-- PROBLEM --
Print the listing verbatim from its beginning through the line containing "[0,41,90,60]", including that line.

Annotated coordinate records:
"""
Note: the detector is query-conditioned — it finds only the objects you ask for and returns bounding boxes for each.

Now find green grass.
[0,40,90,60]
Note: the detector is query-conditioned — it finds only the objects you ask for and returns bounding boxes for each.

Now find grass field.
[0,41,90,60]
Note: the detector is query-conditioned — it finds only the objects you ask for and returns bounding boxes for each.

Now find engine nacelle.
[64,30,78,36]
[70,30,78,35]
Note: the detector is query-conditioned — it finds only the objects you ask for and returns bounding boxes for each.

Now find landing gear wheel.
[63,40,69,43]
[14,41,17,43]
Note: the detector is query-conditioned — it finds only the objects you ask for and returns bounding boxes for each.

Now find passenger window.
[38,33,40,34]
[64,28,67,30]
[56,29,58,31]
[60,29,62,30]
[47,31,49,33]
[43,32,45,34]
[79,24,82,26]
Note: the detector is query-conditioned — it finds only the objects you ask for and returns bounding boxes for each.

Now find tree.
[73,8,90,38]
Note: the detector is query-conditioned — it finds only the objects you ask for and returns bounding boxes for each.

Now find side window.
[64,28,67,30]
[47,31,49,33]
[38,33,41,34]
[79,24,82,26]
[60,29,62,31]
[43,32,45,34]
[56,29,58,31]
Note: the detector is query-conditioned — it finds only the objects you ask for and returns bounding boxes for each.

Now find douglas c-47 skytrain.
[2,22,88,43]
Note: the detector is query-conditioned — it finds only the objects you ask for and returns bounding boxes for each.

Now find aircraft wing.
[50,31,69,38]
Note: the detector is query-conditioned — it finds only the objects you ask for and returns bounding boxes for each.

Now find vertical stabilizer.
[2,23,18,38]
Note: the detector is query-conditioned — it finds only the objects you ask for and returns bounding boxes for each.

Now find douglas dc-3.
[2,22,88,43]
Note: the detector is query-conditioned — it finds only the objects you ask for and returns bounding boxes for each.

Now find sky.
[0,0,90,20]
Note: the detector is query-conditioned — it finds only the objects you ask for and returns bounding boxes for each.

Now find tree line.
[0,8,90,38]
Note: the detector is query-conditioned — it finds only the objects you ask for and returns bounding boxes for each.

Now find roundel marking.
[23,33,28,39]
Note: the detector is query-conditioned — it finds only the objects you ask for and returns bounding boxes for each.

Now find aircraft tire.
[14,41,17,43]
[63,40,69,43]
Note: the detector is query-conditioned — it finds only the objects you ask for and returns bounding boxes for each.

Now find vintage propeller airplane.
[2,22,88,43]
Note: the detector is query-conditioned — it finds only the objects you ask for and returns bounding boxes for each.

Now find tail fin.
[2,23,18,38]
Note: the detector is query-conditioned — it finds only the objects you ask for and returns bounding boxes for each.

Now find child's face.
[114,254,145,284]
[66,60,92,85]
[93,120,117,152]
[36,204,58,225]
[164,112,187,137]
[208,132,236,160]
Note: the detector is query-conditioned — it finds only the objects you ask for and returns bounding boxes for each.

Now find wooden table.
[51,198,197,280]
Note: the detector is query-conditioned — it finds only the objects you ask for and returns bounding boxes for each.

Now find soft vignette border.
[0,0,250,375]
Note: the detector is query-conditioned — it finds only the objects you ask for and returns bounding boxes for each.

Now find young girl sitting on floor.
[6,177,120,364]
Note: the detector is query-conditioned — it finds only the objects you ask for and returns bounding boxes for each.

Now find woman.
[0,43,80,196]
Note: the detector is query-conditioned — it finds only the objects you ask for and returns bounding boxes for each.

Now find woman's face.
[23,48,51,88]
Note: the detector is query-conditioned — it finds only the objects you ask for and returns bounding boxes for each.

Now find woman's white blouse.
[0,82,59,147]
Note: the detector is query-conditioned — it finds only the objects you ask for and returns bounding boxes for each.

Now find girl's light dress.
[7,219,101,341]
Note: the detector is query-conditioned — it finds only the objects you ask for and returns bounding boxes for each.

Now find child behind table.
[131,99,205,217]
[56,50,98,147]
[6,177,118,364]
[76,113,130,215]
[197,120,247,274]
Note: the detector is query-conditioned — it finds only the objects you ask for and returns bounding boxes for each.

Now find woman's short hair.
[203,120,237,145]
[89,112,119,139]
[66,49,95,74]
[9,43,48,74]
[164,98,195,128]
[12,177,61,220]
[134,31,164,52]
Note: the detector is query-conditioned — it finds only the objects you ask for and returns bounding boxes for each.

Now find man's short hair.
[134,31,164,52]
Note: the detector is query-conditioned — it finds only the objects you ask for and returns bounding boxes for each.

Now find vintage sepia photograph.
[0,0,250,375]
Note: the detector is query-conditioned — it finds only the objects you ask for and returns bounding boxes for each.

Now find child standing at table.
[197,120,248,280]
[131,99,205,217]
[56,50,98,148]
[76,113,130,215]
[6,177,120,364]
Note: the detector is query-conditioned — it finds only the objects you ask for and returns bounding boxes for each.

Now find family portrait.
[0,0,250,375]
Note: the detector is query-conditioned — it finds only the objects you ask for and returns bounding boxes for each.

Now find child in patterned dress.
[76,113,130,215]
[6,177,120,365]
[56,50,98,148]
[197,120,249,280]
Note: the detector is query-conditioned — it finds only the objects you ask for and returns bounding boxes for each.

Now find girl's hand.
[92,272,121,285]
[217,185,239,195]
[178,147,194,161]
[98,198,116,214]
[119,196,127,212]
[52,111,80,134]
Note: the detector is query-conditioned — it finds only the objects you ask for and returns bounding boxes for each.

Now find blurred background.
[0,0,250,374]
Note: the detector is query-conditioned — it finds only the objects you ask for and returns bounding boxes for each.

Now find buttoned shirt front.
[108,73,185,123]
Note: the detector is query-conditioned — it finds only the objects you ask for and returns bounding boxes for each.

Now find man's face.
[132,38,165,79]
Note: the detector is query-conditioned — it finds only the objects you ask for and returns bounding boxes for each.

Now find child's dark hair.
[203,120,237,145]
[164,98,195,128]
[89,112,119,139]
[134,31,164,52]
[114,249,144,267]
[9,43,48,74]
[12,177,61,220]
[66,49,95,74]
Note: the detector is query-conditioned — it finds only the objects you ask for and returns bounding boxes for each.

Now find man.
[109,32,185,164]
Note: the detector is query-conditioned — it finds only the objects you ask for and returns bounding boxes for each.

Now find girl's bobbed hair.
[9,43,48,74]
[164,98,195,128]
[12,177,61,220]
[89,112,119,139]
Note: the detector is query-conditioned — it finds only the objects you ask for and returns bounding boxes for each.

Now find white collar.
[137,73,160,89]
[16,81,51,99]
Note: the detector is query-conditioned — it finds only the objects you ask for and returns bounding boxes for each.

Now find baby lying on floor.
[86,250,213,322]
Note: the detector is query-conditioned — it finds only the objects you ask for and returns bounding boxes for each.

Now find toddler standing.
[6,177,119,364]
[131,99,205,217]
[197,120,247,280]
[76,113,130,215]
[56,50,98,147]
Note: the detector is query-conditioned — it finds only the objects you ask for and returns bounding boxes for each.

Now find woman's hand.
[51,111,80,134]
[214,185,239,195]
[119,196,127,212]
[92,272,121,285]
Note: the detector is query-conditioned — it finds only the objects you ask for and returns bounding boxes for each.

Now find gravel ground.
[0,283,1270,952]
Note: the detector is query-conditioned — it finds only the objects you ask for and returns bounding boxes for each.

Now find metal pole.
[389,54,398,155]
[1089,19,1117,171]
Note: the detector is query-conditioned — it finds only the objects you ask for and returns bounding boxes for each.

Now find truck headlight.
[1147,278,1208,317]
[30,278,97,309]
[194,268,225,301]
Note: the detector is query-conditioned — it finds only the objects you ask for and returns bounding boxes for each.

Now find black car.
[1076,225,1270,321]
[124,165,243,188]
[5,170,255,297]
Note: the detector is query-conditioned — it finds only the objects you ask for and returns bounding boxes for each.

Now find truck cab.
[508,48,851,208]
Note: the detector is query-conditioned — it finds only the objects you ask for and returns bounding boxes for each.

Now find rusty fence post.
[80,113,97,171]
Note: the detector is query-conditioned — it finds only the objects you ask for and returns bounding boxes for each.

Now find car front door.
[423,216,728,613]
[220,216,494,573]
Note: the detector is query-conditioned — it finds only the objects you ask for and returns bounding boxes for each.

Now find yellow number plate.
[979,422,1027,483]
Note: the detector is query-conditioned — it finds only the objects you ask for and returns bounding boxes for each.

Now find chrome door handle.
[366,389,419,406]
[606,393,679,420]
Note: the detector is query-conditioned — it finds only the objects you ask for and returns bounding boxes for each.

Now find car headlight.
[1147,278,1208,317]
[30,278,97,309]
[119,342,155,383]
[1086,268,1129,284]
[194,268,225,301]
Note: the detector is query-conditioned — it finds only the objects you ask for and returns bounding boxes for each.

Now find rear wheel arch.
"""
-- CORRECT OUTPUT --
Note: the detector is query-conditioned — it finds only the objects you ask for and returns bounding boxes for each.

Now find green grass.
[0,40,90,60]
Note: the detector is query-conditioned — it finds only the objects you ask for and returns bounding boxes for each.

Now find grass field.
[0,41,90,60]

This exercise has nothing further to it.